| Brief |
Rewrite the entries from the line with "Exercise. Pick out the curved" to the line with "<point>629,87</point>", renaming "street lamp" as "lamp post" and leaving everything else in those lines unchanged.

--- BEGIN Provided records ---

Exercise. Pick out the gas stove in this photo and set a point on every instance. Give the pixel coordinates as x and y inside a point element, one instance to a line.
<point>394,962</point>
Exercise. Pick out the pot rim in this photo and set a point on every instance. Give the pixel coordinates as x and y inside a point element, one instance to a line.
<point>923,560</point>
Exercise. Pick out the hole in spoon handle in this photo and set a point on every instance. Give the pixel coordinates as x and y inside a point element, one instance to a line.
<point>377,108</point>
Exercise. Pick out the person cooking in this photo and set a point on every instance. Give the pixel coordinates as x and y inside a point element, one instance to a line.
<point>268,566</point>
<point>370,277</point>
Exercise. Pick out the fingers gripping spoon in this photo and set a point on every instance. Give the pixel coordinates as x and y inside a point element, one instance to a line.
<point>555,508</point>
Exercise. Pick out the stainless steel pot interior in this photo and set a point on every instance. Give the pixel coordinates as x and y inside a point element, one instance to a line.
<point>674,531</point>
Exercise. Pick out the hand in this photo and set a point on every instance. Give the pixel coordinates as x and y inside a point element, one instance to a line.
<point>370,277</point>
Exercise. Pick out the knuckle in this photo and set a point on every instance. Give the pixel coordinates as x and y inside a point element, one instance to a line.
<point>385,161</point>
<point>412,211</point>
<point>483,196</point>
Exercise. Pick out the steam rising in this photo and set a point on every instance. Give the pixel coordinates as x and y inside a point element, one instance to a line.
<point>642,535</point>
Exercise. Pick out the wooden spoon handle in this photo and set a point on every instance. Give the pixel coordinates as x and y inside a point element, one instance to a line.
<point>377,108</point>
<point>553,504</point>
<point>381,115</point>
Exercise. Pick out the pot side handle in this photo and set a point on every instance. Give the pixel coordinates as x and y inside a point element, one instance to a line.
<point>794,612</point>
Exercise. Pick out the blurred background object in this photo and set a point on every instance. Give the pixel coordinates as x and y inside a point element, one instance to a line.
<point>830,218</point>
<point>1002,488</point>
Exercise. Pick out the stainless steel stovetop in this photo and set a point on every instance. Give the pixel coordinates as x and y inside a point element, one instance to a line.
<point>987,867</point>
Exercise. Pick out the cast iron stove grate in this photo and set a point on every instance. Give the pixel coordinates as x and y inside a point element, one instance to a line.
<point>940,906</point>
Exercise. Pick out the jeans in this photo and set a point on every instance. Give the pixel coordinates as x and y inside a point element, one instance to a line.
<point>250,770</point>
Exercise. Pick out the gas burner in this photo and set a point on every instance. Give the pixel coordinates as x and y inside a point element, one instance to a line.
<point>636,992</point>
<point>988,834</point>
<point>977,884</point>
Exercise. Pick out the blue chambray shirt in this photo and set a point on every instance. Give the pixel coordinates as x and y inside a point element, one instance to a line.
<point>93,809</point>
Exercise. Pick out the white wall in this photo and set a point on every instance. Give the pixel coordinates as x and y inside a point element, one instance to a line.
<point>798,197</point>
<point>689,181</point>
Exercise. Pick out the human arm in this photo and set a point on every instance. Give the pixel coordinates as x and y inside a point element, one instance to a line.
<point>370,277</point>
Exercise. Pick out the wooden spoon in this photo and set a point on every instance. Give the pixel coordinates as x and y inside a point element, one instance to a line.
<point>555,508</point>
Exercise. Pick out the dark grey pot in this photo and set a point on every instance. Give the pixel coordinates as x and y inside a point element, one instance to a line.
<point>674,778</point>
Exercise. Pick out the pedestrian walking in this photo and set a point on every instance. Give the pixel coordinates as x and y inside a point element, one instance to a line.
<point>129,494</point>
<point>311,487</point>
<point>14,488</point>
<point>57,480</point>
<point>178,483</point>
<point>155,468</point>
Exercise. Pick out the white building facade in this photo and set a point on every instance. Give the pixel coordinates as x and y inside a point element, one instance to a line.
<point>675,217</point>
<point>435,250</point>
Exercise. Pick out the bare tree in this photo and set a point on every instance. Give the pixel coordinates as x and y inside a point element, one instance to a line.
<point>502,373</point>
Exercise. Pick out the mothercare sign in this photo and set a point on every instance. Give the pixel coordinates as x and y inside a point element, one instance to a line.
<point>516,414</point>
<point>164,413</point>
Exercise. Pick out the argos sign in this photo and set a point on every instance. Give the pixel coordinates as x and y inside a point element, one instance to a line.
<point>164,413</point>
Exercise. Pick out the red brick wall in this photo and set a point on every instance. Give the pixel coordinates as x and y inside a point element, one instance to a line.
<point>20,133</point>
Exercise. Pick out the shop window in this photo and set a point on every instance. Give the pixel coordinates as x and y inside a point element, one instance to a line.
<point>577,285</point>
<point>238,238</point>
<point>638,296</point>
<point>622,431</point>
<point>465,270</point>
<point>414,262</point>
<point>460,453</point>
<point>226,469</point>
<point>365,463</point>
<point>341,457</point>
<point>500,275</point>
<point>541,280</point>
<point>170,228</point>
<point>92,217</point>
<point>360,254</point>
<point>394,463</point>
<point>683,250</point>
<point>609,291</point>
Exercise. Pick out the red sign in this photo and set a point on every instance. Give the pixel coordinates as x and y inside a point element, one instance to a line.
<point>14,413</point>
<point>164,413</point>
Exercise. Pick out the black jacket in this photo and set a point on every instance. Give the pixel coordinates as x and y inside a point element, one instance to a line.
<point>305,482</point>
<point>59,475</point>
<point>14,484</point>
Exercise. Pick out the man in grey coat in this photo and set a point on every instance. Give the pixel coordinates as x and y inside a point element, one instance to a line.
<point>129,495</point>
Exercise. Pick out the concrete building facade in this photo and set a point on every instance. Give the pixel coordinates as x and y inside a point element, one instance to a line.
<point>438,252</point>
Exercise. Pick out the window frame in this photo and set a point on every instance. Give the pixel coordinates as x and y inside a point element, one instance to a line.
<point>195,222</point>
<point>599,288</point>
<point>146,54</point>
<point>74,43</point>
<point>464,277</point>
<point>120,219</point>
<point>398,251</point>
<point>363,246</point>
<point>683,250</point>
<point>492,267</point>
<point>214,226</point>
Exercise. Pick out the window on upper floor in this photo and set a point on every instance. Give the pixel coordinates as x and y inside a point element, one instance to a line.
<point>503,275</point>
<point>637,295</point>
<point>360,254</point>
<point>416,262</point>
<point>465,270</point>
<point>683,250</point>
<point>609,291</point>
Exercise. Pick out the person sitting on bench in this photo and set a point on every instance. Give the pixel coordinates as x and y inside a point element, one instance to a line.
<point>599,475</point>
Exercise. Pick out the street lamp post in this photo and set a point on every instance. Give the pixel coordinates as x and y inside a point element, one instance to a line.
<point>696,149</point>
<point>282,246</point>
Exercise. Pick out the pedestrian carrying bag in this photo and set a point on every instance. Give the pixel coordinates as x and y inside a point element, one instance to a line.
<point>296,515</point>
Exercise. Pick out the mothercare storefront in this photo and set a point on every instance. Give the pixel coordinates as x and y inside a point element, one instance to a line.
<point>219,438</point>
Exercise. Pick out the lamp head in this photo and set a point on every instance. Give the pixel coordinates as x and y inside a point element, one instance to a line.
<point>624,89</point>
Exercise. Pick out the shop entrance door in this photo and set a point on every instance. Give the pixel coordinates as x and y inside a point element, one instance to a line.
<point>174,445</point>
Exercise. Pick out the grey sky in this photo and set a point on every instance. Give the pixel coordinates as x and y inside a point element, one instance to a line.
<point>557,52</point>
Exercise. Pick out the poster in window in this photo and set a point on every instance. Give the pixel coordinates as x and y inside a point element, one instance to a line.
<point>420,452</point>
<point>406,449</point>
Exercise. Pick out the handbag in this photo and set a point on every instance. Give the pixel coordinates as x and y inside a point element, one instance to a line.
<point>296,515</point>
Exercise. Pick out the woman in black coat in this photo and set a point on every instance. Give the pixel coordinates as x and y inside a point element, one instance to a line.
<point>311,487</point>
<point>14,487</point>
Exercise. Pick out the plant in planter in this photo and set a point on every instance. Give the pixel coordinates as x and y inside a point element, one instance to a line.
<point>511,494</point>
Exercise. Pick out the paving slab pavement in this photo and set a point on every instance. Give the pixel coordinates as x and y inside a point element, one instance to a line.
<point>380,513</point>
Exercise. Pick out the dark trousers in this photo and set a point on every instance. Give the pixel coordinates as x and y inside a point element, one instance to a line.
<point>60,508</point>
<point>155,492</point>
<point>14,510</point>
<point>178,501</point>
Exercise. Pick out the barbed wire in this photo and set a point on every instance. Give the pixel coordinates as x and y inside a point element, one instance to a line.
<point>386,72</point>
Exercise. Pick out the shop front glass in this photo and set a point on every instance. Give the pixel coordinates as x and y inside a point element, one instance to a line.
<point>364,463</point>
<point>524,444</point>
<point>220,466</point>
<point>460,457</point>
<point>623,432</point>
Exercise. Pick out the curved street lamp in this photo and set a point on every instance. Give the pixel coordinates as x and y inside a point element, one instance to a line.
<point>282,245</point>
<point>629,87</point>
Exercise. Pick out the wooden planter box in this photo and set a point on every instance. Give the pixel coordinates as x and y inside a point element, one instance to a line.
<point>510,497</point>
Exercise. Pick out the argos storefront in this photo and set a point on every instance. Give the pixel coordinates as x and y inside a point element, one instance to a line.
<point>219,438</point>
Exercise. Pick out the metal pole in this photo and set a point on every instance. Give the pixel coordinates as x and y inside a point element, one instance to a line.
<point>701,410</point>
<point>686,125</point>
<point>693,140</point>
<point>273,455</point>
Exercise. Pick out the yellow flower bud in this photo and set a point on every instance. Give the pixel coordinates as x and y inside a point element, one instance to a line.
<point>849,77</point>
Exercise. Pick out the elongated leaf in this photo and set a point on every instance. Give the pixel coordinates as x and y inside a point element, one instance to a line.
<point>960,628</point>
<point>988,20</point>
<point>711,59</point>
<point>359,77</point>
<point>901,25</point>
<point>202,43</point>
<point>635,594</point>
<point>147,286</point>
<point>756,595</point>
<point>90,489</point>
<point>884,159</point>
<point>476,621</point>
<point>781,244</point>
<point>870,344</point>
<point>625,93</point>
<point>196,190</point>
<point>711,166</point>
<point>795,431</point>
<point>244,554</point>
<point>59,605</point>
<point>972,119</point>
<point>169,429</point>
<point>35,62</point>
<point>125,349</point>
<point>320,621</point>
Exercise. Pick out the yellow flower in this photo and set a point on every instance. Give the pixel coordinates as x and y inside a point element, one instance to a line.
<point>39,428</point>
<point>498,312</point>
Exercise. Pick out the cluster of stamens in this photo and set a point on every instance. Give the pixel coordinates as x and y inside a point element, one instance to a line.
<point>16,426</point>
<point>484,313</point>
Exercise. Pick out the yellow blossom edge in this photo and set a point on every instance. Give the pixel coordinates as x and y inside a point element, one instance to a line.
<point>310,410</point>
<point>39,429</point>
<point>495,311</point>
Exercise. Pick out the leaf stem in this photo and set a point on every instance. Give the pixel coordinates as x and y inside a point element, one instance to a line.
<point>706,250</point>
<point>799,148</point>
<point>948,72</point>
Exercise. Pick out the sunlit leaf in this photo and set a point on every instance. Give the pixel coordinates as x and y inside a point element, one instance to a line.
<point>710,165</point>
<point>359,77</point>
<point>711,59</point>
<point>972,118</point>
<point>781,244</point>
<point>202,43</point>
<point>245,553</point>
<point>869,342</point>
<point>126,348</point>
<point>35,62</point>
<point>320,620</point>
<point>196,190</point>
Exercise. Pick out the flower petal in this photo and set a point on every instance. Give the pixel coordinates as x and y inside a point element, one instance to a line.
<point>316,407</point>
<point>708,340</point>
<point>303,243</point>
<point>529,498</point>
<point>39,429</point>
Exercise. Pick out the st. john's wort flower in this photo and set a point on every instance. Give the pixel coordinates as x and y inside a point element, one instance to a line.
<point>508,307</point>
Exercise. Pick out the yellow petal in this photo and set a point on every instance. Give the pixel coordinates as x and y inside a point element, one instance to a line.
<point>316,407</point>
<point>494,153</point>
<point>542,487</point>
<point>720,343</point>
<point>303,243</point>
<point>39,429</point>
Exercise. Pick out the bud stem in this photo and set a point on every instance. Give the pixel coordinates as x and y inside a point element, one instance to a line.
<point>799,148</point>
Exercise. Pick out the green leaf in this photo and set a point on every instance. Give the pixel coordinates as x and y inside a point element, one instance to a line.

--- END Provided records ---

| Solution |
Exercise. Pick out the curved lamp post in this photo and set a point on every instance. Give the pixel coordinates as x and y inside a point element, one instance to a line.
<point>282,245</point>
<point>629,87</point>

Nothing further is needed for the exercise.